Requirement>
Pictures stay out of the copy; set down each line of the listing below exactly.
=== Supplied records ===
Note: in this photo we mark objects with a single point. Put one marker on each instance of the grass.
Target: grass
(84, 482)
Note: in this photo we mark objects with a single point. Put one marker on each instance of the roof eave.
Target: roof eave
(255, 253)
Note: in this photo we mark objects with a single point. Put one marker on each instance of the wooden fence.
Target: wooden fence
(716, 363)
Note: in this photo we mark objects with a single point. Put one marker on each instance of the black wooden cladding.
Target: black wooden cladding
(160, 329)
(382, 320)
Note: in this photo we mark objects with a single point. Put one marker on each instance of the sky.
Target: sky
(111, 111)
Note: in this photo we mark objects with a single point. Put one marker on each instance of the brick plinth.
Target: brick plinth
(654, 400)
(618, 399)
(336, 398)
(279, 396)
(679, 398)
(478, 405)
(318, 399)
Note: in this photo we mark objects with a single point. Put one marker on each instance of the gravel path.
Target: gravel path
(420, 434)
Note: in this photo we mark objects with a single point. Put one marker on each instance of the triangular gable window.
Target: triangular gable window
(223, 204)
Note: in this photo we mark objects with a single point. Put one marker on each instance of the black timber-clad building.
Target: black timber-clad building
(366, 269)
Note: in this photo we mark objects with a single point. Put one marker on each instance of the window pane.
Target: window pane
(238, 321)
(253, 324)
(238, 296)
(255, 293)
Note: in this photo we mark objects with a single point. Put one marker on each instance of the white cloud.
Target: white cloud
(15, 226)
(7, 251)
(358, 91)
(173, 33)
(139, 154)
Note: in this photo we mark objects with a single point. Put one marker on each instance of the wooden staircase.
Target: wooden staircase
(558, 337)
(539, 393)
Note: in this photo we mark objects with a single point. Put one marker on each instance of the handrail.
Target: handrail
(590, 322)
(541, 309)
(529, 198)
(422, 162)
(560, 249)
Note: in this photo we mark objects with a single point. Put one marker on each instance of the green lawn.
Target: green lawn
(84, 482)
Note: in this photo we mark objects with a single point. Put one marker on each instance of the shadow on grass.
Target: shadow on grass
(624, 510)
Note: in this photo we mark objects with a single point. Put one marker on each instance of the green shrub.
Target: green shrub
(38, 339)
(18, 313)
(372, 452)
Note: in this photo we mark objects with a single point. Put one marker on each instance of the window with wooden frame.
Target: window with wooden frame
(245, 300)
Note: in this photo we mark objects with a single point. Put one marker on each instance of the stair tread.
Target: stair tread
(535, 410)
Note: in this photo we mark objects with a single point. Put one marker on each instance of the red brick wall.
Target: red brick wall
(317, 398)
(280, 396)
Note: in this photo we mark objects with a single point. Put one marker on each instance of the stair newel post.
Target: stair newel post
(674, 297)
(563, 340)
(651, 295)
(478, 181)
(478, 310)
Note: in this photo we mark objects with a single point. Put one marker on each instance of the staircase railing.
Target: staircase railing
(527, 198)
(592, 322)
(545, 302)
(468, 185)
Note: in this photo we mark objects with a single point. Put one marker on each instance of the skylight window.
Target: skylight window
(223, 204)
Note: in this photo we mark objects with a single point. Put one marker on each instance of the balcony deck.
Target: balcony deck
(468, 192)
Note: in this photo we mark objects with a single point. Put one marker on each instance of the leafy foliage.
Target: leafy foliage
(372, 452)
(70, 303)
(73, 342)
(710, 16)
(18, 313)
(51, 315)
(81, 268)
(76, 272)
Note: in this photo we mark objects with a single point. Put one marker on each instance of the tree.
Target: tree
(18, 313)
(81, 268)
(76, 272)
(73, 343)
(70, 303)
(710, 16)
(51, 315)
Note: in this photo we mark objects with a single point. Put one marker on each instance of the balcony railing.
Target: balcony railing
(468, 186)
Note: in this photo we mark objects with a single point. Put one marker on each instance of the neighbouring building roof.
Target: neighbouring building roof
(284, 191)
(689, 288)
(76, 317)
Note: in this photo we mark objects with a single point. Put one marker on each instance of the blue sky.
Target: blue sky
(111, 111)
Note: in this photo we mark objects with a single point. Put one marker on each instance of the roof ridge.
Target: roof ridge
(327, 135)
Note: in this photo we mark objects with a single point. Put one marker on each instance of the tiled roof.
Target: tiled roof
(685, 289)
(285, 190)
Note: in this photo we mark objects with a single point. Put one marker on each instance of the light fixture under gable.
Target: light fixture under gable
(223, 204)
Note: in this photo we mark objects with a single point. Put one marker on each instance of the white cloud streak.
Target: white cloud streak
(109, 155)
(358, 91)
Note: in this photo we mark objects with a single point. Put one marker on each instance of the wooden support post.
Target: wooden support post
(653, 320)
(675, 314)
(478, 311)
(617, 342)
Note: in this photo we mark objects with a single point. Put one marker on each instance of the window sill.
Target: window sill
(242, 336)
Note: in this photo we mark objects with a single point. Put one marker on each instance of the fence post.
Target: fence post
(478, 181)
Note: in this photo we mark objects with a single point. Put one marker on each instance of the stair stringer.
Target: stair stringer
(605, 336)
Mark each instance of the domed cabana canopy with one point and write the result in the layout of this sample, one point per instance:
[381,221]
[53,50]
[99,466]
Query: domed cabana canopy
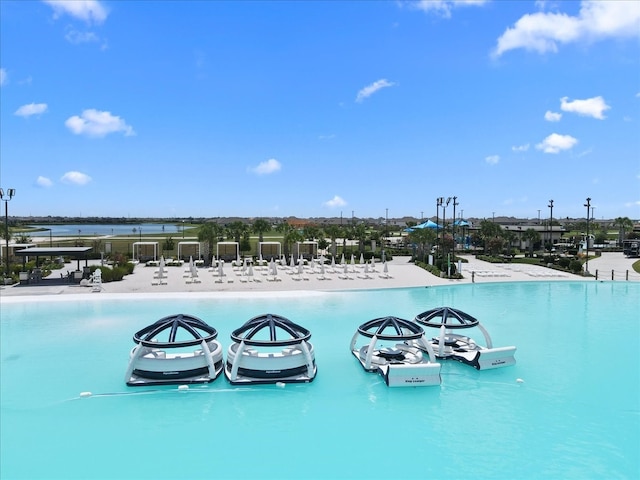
[391,328]
[176,331]
[270,349]
[165,353]
[270,330]
[393,348]
[449,317]
[463,348]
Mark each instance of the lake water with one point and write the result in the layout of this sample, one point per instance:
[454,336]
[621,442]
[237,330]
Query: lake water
[575,414]
[71,230]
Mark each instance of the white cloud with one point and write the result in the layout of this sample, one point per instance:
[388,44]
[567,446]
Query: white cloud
[590,107]
[369,90]
[95,123]
[76,37]
[555,142]
[543,31]
[86,10]
[31,109]
[550,116]
[267,167]
[336,201]
[444,7]
[520,148]
[43,182]
[75,178]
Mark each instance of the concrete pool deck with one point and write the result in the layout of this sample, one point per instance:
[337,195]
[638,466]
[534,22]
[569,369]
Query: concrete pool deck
[401,273]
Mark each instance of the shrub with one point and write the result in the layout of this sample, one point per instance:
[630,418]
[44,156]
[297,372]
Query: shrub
[575,266]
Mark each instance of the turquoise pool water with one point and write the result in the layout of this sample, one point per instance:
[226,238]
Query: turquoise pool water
[576,415]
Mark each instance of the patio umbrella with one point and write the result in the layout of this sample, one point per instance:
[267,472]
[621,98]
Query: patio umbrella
[192,268]
[161,267]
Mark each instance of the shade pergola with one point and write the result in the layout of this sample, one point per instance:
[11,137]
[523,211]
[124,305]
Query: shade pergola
[75,253]
[307,249]
[198,251]
[269,250]
[228,251]
[136,250]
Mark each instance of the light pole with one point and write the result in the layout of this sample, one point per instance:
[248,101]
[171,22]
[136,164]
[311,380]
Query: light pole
[384,234]
[453,227]
[6,198]
[586,265]
[439,202]
[444,223]
[551,226]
===
Response to this task>
Note: in this photo we mark objects with a single point. Put one marker on each instance of the grass.
Target: grass
(84, 482)
Note: in this photo we mark objects with a single point. Put one marker on each instance of the roof eave.
Target: roof eave
(255, 253)
Note: in this photo we mark objects with a single point. Put one marker on each instance of the wooden fence.
Target: wooden fence
(716, 363)
Note: in this photo we mark objects with a single point. Put one marker on each instance of the black wooden cladding.
Target: black wooden cladding
(160, 329)
(382, 320)
Note: in this photo we mark objects with a single point. Put one marker on each instance of the sky.
Target: sky
(111, 111)
Note: in this photo we mark objects with a single point. Put one marker on each instance of the brick plinth.
Target: brick plinth
(654, 400)
(618, 399)
(336, 398)
(279, 396)
(679, 398)
(478, 405)
(318, 399)
Note: in this photo we mark objects with a single point. Put one marker on each instance of the gravel path.
Target: gravel path
(420, 434)
Note: in this photo we mark objects with a single point. Put one marker on each instance of the triangular gable window.
Target: triangular gable window
(223, 204)
Note: in this photo we mark objects with a single point. Put one marker on each instance of the black timber-clad building.
Target: black timber-clad building
(366, 269)
Note: in this photo we mark objects with a single point. Put one marker on each instance of the window pane.
Target: window pane
(238, 321)
(253, 324)
(238, 296)
(255, 293)
Note: in this photo we mark objects with a single point. Put one marker on each instance of the white cloud.
Target: white cloud
(15, 226)
(7, 251)
(358, 91)
(173, 33)
(139, 154)
Note: in this photo we mark objects with a single point. Put one marker on each instance of the wooden staircase.
Target: wooden staircase
(558, 337)
(539, 393)
Note: in this photo we mark objects with a single point. Put one marker on each instance of the handrail.
Target: handrail
(590, 322)
(541, 309)
(529, 198)
(422, 162)
(560, 249)
Note: in this photo we mark objects with a single point. Put one marker on each instance of the green lawn.
Target: green lawn
(84, 482)
Note: in this photo we mark objects with a single point. Put one marker on each instance of the shadow on grass.
Target: shadow on grass
(624, 510)
Note: in this photo we mark objects with a single point. Put one marker on each instance of the green shrub.
Target: green shrub
(38, 339)
(18, 313)
(372, 452)
Note: in this photo we mark objects with a single point. Put one marker on each instance of the window with wooden frame.
Target: window with wooden frame
(245, 300)
Note: in this photo we mark objects with a single point. Put one marker on each instance of the stair tread.
Target: stair tread
(535, 410)
Note: in this photo we mark objects with a single point. Put one marker on each instance of the red brick wall.
Target: red brick wall
(317, 398)
(280, 396)
Note: in this photo we mark objects with a single point. Put one marker on each instance of the stair newel post.
Target: stair newel post
(674, 297)
(563, 340)
(651, 295)
(478, 181)
(478, 310)
Note: in this photo we mark objects with a single point. Put one marker on each instance of the staircase railing.
Target: staircase railing
(527, 198)
(592, 322)
(545, 302)
(468, 185)
Note: in this photo we mark objects with a single point. Put one marker on each instance of the skylight window.
Target: skylight window
(223, 204)
Note: in this photo we mark objects with a single point. Put one marker on each instance of the balcony deck.
Target: balcony deck
(468, 192)
Note: in this photo we mark objects with a single point. Put one marker on each instance of the leafy foliage.
Target: leafy foliage
(372, 452)
(70, 303)
(73, 342)
(710, 16)
(18, 313)
(51, 315)
(81, 268)
(76, 272)
Note: in this photo we mark objects with a single point. Put one marker on each instance of the tree.
Target: tree
(18, 313)
(81, 268)
(76, 272)
(73, 343)
(70, 303)
(710, 16)
(51, 315)
Note: in this photo we mark objects with a single point. Put one marker on each instance of the balcony railing.
Target: balcony railing
(468, 186)
Note: in this photo we mark objects with a single point. Put one marker on each instance of the neighbouring building roof.
Target: neighbouring building roof
(284, 191)
(689, 288)
(76, 317)
Note: in this photo we mark objects with a single point. Put one marker on each instance of the blue sky.
Target: blue sky
(111, 111)
Note: in this photo we mark objects with a single point. Put one marker on each instance of the roof ridge.
Target: roof ridge
(327, 135)
Note: in this photo we mark objects with a single point. Put one marker on each instance of the tiled roof.
Target: tiled roof
(685, 289)
(285, 190)
Note: in this photo we mark objects with a single point. Put one marker on each instance of the light fixture under gable.
Target: light fixture under gable
(223, 204)
Note: in this photo we mark objects with a single point. Put one marker on each instance of the white cloud streak.
Target: white cloud streak
(109, 155)
(358, 91)
Note: in this photo we mark objects with a single point. Put one marker on each instance of the wooden support post.
Target: wooden support post
(653, 320)
(675, 314)
(478, 311)
(617, 342)
Note: in this photo we mark objects with a single point. Put one marker on each instance of the window sill.
Target: window sill
(242, 336)
Note: in this photo we mark objects with a single point. Put one marker on each instance of the fence post.
Target: fence post
(478, 181)
Note: in this photo we mark objects with a single point. Put one marker on each instance of the stair stringer.
Target: stair stringer
(605, 336)
Mark each instance of the domed cabana canopy with one point and write the result in the layout of this sample, one point per instance:
[381,221]
[53,50]
[99,466]
Query: domed cabana canopy
[391,328]
[176,331]
[270,349]
[165,353]
[270,330]
[393,348]
[449,317]
[463,348]
Mark each instance of the lake water with one point and write the result in the layout of this sample, one point per instance:
[454,336]
[621,442]
[237,330]
Query: lake water
[575,414]
[71,230]
Mark each instance of the white cloud with one point and write the result in the layout of this sample, one point per instance:
[388,44]
[567,446]
Query: white cloud
[590,107]
[369,90]
[95,123]
[76,37]
[555,142]
[543,31]
[86,10]
[31,109]
[550,116]
[267,167]
[336,201]
[444,7]
[520,148]
[43,182]
[75,178]
Mark each instance of the concrete pool deck with one point and write the result in the layout of this sample, one point per instance:
[337,195]
[638,466]
[534,22]
[569,369]
Query: concrete pool deck
[401,273]
Mark each instance of the shrub with one point and write the result in the layout of this sample, one point per instance:
[630,418]
[44,156]
[297,372]
Query: shrub
[575,266]
Mark each instance of the turquoise pool water with one point and write the result in the layout of this sample, one point per instance:
[226,238]
Query: turquoise pool water
[576,415]
Mark each instance of the patio umbrella with one point and write the result in the layout of this sample, one point per instance:
[267,472]
[621,98]
Query: patio umbrella
[192,268]
[161,267]
Mark each instance of the shade pergola with one point and write the result in the layout of this sample, one point per instance:
[11,137]
[523,211]
[124,305]
Query: shade pergola
[75,253]
[307,249]
[198,251]
[269,250]
[228,251]
[136,250]
Mark each instance of the light pole with one point and write the result in the layout of this sample, one point per instance:
[248,101]
[171,22]
[136,164]
[311,380]
Query: light pole
[384,234]
[453,227]
[6,198]
[586,265]
[439,202]
[444,223]
[551,226]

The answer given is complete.